[Source data]
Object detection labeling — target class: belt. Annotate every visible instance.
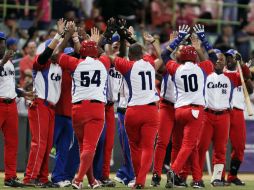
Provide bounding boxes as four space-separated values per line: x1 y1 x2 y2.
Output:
106 101 114 106
190 104 202 108
161 99 174 106
73 100 103 105
147 102 156 106
205 108 230 115
233 107 243 111
117 107 126 114
0 98 14 104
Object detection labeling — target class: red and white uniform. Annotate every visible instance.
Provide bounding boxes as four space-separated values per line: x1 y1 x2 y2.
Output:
198 72 241 180
225 69 246 181
57 53 110 184
153 72 176 176
0 60 19 181
165 60 213 181
24 58 62 184
114 55 159 186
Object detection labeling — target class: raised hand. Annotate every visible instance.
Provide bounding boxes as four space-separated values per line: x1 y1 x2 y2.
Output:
104 18 117 42
57 18 66 35
178 24 190 40
66 21 76 36
169 31 178 43
128 26 136 39
193 24 206 41
143 32 155 43
90 27 100 44
190 33 201 50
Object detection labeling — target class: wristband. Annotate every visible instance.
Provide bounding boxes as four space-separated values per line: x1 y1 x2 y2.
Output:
73 36 79 43
53 33 62 41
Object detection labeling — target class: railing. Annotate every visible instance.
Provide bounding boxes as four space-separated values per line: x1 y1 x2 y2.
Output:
173 0 250 33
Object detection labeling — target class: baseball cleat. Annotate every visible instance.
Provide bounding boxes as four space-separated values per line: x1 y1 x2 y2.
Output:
72 180 83 189
100 178 116 187
150 172 161 187
211 179 224 187
192 180 205 188
228 177 245 186
4 177 25 188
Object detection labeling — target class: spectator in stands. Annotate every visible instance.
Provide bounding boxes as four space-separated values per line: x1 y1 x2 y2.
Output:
235 20 251 62
34 0 51 30
6 37 23 59
214 24 235 51
19 41 37 87
150 0 172 27
0 13 17 37
223 0 238 21
175 4 194 28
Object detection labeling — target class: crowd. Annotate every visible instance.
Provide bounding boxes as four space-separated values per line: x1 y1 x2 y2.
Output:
0 0 254 190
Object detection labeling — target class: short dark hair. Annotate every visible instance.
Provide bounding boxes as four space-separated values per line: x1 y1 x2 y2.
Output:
128 43 143 61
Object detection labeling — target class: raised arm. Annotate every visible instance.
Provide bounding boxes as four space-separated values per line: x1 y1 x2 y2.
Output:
161 25 190 63
190 33 206 61
37 19 65 65
51 21 76 63
143 32 163 71
193 24 217 65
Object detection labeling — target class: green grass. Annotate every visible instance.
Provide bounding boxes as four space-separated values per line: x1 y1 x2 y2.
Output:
0 174 254 189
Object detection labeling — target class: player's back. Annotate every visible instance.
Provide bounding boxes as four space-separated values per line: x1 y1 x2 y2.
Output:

> **Problem statement**
An exact repeat of the lines from the one containing "Object detection labeling — target class: raised arm." through the final line of the entries is the whole answer.

> **Solution for this exercise**
Object detection labeling — target class: raised arm. Annotate every visible instance.
Provide bounding boxes as four space-separated values per line: x1 y1 x2 y2.
Output:
161 25 190 63
190 33 206 61
37 19 65 65
51 21 76 63
143 32 163 71
193 24 217 65
Object detection labeling — target class: green grass. Annotate every visible instance.
Provide bounding boxes as four space-separated values per line: x1 y1 x2 y2.
Output:
0 174 254 189
Object detection labeling — target class: player's back. Annotate every visible instance.
Provide bounding boxes as four space-separated values per line: x1 y1 x2 y2.
Output:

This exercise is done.